* _Directions_:
Recast the lines of the records below, starting at the line that contains "[tag] window (a dot for each instance)" and ending at the line that contains "Target: backsplash", as a JSON list of strings with one string per line and blank lines left out. Include both end lines and nothing outside them.

|---|

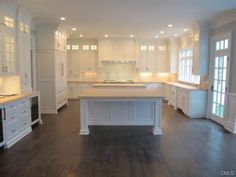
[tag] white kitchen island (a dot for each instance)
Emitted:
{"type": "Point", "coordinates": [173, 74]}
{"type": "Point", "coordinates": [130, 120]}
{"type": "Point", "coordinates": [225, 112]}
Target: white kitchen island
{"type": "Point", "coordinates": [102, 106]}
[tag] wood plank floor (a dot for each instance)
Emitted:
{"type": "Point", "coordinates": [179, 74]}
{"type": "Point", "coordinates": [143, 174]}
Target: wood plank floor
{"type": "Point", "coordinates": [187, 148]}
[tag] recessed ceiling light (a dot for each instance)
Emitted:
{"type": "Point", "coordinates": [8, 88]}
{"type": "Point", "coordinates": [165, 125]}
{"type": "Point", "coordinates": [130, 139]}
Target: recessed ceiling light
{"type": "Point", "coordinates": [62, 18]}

|---|

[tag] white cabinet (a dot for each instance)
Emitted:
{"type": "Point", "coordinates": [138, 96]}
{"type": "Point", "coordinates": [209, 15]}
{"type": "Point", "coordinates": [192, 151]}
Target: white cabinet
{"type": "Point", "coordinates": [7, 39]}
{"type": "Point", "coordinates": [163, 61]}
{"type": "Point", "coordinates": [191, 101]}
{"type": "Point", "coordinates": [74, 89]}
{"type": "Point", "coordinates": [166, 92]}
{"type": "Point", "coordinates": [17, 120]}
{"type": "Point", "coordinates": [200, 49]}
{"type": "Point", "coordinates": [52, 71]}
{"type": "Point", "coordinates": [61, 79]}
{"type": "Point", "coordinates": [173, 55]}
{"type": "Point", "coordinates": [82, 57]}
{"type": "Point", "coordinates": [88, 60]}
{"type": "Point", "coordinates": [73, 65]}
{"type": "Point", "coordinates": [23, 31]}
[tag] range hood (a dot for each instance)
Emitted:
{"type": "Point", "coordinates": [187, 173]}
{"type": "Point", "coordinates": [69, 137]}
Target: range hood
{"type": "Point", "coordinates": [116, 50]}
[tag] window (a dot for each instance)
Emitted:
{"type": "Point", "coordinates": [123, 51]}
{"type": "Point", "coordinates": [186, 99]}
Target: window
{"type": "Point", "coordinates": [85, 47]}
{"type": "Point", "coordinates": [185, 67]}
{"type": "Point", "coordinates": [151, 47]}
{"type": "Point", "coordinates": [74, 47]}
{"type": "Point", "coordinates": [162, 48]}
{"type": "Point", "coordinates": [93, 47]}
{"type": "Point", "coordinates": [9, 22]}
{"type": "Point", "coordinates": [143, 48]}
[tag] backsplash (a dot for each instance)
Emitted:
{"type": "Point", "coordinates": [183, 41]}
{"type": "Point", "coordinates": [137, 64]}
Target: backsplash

|---|

* _Solution for this task_:
[
  "[tag] window (a dot for each instance)",
  "Emitted:",
  "{\"type\": \"Point\", \"coordinates\": [123, 51]}",
  "{\"type\": \"Point\", \"coordinates\": [186, 99]}",
  "Target: window",
  "{\"type\": \"Point\", \"coordinates\": [85, 47]}",
  "{\"type\": \"Point\", \"coordinates\": [185, 67]}",
  "{\"type\": \"Point\", \"coordinates\": [151, 47]}",
  "{\"type\": \"Point\", \"coordinates\": [74, 47]}",
  "{\"type\": \"Point\", \"coordinates\": [162, 48]}",
  "{\"type\": \"Point\", \"coordinates\": [93, 47]}",
  "{\"type\": \"Point\", \"coordinates\": [9, 22]}",
  "{\"type\": \"Point\", \"coordinates\": [143, 48]}",
  "[tag] backsplash (a dot for each instance)",
  "Emitted:",
  "{\"type\": \"Point\", \"coordinates\": [183, 41]}",
  "{\"type\": \"Point\", \"coordinates\": [137, 64]}",
  "Target: backsplash"
]